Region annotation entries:
########

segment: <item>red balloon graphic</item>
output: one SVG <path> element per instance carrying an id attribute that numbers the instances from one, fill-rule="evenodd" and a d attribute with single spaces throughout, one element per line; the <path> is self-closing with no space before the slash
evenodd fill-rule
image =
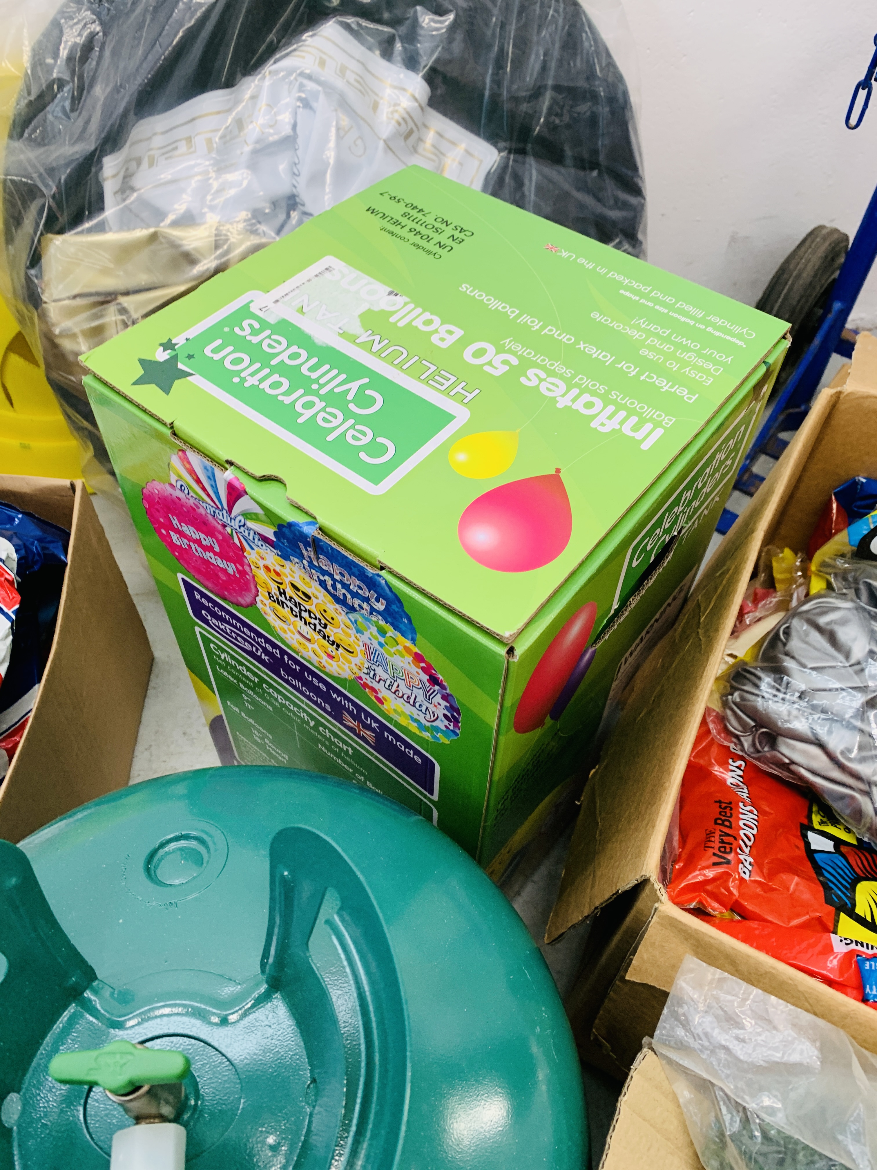
<path id="1" fill-rule="evenodd" d="M 558 467 L 491 488 L 460 517 L 460 543 L 479 565 L 500 573 L 541 569 L 569 543 L 573 514 Z"/>
<path id="2" fill-rule="evenodd" d="M 548 711 L 550 717 L 554 720 L 554 722 L 557 722 L 560 718 L 560 716 L 567 709 L 569 703 L 573 701 L 573 695 L 582 684 L 585 675 L 588 673 L 588 670 L 591 669 L 591 663 L 594 661 L 595 654 L 596 651 L 594 649 L 594 647 L 589 646 L 588 649 L 585 651 L 582 656 L 573 667 L 573 673 L 566 680 L 564 689 L 558 695 L 558 701 Z"/>
<path id="3" fill-rule="evenodd" d="M 554 635 L 527 680 L 515 711 L 519 735 L 536 731 L 548 717 L 575 669 L 596 621 L 596 603 L 588 601 Z"/>

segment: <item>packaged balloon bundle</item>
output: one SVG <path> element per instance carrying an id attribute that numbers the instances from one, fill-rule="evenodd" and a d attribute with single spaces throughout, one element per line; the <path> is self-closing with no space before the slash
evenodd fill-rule
<path id="1" fill-rule="evenodd" d="M 810 789 L 877 841 L 875 525 L 871 512 L 815 552 L 809 594 L 767 619 L 769 632 L 752 627 L 754 640 L 719 679 L 710 717 L 738 752 Z M 740 645 L 732 639 L 732 656 Z"/>
<path id="2" fill-rule="evenodd" d="M 764 550 L 683 778 L 667 874 L 677 906 L 868 1003 L 876 490 L 858 477 L 833 493 L 812 564 Z"/>
<path id="3" fill-rule="evenodd" d="M 0 502 L 0 780 L 27 728 L 51 649 L 69 536 Z"/>
<path id="4" fill-rule="evenodd" d="M 877 849 L 815 796 L 719 743 L 706 720 L 683 777 L 674 845 L 671 902 L 875 1003 Z"/>
<path id="5" fill-rule="evenodd" d="M 98 455 L 83 353 L 408 164 L 643 250 L 623 22 L 607 43 L 587 4 L 51 4 L 16 67 L 4 291 Z"/>

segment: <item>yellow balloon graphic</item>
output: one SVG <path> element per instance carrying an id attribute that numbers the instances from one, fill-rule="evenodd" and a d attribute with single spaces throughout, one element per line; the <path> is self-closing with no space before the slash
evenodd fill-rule
<path id="1" fill-rule="evenodd" d="M 506 472 L 517 454 L 517 431 L 481 431 L 458 439 L 448 452 L 448 462 L 468 480 L 490 480 Z"/>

########

- **Given problem**: Render the records above as a two-column CSV with the headers record_text and answer, one row per record, with each field quoted and its line breaks replaced by spaces. Leave the pictures out of the answer.

- **Result below**:
record_text,answer
"segment: <item>red balloon graphic</item> output: one SVG <path> element per instance carrying an id attribute that numbers the instances from one, fill-rule=""evenodd"" and a d attribute with single spaces throughout, one element per line; the <path> is self-closing with no space before the slash evenodd fill-rule image =","<path id=""1"" fill-rule=""evenodd"" d=""M 558 467 L 491 488 L 460 517 L 460 543 L 479 565 L 500 573 L 541 569 L 569 543 L 573 514 Z""/> <path id=""2"" fill-rule=""evenodd"" d=""M 548 711 L 550 717 L 554 720 L 554 722 L 557 722 L 560 718 L 560 716 L 567 709 L 569 703 L 573 701 L 573 695 L 582 684 L 585 675 L 588 673 L 588 670 L 591 669 L 591 663 L 594 661 L 595 654 L 596 651 L 594 649 L 594 647 L 589 646 L 588 649 L 585 651 L 582 656 L 573 667 L 573 673 L 566 680 L 564 689 L 558 695 L 558 701 Z""/> <path id=""3"" fill-rule=""evenodd"" d=""M 554 635 L 527 680 L 515 711 L 519 735 L 536 731 L 548 717 L 575 669 L 596 621 L 596 603 L 588 601 Z""/>"
"segment: <item>packaged balloon bundle</item> output: one SVG <path> element per instance carrying an id attribute that numbers the instances from one, fill-rule=""evenodd"" and a d attribute with single spaces throughout, one element per line; the <path> is self-closing with no space before the slash evenodd fill-rule","<path id=""1"" fill-rule=""evenodd"" d=""M 810 789 L 877 841 L 875 525 L 871 512 L 815 552 L 809 594 L 767 619 L 769 632 L 752 627 L 754 640 L 719 679 L 710 717 L 738 752 Z M 740 645 L 732 639 L 732 656 Z""/> <path id=""2"" fill-rule=""evenodd"" d=""M 764 550 L 683 778 L 667 874 L 677 906 L 868 1003 L 876 490 L 858 477 L 833 493 L 812 564 Z""/> <path id=""3"" fill-rule=""evenodd"" d=""M 0 502 L 0 780 L 27 728 L 51 649 L 69 536 Z""/> <path id=""4"" fill-rule=""evenodd"" d=""M 877 849 L 815 796 L 719 743 L 706 720 L 683 777 L 674 845 L 671 902 L 875 1003 Z""/> <path id=""5"" fill-rule=""evenodd"" d=""M 98 455 L 83 353 L 408 164 L 643 250 L 623 22 L 607 43 L 587 4 L 51 4 L 16 67 L 4 291 Z""/>"
"segment: <item>yellow balloon graphic</item> output: one SVG <path> element per instance carrying an id attribute that numbers the instances from one, fill-rule=""evenodd"" and a d attribute with single spaces throughout, one element per line; the <path> is self-closing with no space before the slash evenodd fill-rule","<path id=""1"" fill-rule=""evenodd"" d=""M 506 472 L 517 454 L 517 431 L 481 431 L 458 439 L 448 452 L 448 462 L 468 480 L 490 480 Z""/>"